Set task:
Return exactly the lines that run from the one containing "Exercise. Point to the lake water" to the end of the entries, with both ends included.

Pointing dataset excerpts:
— begin —
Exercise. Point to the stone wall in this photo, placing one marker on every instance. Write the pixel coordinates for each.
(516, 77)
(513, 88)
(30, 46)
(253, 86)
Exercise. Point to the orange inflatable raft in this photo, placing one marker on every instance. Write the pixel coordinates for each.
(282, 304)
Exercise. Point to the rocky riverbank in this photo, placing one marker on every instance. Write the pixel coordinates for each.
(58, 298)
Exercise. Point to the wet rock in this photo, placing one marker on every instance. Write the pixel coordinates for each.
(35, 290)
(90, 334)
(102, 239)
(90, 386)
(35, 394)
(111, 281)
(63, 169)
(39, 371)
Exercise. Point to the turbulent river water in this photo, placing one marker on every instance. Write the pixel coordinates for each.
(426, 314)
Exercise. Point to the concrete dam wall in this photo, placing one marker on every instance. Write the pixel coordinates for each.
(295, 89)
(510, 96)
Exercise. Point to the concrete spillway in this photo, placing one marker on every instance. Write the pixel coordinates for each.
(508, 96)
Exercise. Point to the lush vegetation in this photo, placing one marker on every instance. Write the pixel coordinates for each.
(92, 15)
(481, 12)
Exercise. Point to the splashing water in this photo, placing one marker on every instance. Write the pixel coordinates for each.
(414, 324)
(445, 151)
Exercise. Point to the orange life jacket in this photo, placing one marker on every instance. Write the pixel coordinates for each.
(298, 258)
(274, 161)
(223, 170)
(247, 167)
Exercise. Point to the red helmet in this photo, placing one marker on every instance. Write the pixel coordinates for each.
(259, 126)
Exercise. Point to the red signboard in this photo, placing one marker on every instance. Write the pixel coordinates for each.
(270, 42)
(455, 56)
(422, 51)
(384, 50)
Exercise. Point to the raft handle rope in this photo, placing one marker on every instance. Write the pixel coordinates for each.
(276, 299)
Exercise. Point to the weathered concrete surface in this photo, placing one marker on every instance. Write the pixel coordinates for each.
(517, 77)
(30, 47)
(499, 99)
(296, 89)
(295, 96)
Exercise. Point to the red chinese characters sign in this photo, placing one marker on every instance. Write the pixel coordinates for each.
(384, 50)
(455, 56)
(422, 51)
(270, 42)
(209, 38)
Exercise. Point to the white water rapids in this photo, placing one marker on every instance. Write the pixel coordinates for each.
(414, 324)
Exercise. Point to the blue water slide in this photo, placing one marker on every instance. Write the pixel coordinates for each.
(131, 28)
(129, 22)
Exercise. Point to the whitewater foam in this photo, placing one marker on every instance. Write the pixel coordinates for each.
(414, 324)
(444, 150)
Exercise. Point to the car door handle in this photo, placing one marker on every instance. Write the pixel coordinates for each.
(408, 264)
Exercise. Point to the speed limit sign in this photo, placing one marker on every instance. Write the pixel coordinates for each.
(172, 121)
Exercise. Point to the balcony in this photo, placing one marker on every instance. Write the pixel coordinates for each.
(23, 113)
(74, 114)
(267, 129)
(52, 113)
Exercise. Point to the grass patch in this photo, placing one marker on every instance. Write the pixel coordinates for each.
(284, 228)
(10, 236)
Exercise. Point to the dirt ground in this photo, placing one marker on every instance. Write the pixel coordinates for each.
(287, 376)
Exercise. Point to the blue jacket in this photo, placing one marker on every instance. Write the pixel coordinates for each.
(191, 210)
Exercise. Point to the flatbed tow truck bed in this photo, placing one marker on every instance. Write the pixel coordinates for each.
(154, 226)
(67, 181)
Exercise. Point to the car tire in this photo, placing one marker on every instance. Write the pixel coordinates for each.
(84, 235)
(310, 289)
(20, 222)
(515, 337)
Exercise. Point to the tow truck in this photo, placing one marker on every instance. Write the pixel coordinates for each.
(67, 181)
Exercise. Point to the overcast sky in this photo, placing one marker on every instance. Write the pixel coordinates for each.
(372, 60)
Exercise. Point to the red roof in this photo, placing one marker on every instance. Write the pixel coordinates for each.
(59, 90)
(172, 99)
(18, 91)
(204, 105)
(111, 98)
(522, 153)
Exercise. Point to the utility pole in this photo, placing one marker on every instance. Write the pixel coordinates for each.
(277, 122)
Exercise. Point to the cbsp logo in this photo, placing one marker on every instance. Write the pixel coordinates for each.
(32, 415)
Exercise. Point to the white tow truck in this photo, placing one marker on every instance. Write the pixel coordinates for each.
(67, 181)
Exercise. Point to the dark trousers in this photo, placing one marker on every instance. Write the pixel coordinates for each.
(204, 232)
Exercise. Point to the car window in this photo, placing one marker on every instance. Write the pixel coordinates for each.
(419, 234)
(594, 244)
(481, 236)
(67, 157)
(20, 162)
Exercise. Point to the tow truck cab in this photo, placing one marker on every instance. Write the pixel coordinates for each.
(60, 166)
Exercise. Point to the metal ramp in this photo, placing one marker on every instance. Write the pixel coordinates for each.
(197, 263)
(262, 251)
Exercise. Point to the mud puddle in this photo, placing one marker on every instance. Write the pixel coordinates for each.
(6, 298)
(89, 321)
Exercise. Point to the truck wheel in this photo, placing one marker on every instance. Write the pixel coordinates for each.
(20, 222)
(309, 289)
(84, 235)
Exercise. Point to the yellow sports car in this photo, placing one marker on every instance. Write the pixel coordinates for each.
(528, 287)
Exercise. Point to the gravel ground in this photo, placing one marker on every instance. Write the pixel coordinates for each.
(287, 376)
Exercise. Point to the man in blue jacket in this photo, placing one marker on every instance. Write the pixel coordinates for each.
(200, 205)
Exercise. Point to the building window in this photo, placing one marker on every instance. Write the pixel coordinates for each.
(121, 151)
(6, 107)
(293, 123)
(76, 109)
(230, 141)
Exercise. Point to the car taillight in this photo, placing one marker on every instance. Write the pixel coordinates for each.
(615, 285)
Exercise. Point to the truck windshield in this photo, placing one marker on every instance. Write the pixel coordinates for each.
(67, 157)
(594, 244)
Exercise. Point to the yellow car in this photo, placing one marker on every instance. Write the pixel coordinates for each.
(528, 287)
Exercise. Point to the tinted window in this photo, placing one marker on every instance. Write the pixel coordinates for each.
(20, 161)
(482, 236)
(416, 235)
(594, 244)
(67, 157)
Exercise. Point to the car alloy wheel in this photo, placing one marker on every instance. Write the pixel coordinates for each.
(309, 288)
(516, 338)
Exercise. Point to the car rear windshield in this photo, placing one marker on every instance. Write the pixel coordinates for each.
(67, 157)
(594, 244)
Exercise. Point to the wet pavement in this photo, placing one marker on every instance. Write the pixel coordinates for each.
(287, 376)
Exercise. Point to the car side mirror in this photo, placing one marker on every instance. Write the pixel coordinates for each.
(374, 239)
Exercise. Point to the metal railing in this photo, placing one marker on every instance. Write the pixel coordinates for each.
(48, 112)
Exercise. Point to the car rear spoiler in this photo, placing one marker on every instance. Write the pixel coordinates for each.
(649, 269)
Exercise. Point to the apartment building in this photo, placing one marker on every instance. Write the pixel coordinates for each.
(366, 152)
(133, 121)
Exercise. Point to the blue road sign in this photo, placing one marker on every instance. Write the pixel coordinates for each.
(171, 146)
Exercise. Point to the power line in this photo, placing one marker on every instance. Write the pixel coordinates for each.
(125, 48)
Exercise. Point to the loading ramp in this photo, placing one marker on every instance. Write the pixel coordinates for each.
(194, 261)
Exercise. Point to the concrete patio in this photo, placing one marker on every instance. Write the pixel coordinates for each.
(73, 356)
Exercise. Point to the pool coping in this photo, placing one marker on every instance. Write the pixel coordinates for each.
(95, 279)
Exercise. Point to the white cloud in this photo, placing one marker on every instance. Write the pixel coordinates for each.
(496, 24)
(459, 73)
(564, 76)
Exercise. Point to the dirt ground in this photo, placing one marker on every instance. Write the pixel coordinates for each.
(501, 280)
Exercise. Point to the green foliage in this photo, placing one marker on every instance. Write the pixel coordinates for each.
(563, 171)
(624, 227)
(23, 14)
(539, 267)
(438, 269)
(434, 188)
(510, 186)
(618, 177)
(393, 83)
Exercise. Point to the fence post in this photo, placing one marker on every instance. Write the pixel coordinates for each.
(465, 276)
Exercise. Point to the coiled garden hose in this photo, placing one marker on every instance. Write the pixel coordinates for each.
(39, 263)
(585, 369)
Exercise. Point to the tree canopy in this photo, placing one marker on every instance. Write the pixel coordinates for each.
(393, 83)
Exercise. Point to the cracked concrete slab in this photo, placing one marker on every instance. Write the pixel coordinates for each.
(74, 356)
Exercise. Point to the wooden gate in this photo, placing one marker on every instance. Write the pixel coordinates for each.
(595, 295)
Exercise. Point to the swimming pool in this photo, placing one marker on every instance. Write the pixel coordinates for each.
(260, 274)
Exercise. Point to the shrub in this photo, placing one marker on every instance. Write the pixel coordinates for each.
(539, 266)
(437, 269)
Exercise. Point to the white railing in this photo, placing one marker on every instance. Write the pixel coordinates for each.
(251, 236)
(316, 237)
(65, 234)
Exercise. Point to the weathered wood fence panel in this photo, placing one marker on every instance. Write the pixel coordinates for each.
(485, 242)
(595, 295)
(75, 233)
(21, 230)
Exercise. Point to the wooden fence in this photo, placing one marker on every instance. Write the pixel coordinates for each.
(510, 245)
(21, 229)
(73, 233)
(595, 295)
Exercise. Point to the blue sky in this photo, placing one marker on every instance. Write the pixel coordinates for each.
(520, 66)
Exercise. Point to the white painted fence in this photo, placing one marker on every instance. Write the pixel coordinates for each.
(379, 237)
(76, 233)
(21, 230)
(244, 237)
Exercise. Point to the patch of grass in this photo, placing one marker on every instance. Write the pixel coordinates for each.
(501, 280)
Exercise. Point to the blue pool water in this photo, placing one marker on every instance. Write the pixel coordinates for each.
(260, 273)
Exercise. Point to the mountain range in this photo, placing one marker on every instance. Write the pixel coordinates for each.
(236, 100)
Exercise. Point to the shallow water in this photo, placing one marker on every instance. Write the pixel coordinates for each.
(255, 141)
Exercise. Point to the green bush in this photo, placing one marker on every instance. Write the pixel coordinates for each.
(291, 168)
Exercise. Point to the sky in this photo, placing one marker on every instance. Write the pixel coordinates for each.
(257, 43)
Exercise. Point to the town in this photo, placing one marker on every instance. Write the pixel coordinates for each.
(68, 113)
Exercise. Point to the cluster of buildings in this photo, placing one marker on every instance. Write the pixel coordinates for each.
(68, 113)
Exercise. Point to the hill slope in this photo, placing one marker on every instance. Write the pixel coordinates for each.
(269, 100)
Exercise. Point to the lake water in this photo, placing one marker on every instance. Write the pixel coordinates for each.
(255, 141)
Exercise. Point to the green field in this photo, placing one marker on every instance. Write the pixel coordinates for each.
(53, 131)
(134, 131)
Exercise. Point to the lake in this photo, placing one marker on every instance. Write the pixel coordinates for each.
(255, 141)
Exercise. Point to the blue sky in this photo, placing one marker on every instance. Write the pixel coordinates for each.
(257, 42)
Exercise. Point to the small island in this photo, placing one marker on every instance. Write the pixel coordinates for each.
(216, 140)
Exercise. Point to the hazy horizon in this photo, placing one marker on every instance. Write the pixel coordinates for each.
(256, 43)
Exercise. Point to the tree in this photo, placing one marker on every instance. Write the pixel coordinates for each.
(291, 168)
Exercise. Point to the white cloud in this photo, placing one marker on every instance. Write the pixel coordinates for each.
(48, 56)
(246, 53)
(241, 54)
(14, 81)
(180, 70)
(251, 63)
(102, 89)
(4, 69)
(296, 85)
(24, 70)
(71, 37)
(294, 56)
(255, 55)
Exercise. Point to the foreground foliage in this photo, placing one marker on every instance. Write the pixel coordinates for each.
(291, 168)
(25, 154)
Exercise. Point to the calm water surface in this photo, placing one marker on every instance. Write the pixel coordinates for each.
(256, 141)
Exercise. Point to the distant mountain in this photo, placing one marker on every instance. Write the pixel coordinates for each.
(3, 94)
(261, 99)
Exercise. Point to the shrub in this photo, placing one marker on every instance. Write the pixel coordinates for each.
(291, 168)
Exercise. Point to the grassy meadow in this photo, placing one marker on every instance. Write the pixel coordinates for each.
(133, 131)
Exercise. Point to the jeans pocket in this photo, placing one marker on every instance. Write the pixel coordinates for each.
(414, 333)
— end —
Response to this task:
Exercise. Point to the lake water in this photo, placing one marker on every instance. Write the pixel coordinates for each.
(255, 141)
Exercise. Point to the green field in this photo, placing one marker on every instance. Write the pixel coordinates for each.
(53, 131)
(134, 131)
Exercise. Point to the lake in this photo, placing one marker on every instance. Write the pixel coordinates for each.
(255, 141)
Exercise. Point to the blue sky in this photo, placing one marker on every instance. Write the pixel coordinates for each.
(257, 42)
Exercise. Point to the small island in this photo, placing one marker on every instance. Write the pixel coordinates for each.
(216, 140)
Exercise. Point to the hazy horizon in this photo, placing one marker on every instance. Write the pixel coordinates for each.
(256, 43)
Exercise. Point to the tree in this photo, placing one marker on every instance. Write the pixel coordinates for each.
(291, 168)
Exercise. Point to the white cloud in this photo, placing one marker on every instance. Write the pixel coordinates for each.
(48, 56)
(246, 53)
(241, 54)
(14, 81)
(180, 70)
(251, 63)
(102, 89)
(4, 69)
(296, 85)
(24, 70)
(71, 37)
(294, 56)
(255, 55)
Exercise. Point to the foreground foliage in this photo, placing one marker on every instance. Write the pixel coordinates for each.
(291, 168)
(25, 154)
Exercise. Point to the calm water surface in this photo, placing one marker on every instance. Write the pixel coordinates for each.
(256, 141)
Exercise. Point to the distant mountain in this photo, placing one marker on every instance. Write the pixel coordinates for each.
(3, 94)
(261, 99)
Exercise. Point to the shrub in this photo, placing one marker on every instance. Write the pixel coordinates for each.
(291, 168)
Exercise. Point to the grassy meadow in this photo, placing one marker on every instance. Write the pixel coordinates for each.
(133, 131)
Exercise. Point to the jeans pocket in this photo, placing one marker on every instance. Write the pixel coordinates for each.
(414, 333)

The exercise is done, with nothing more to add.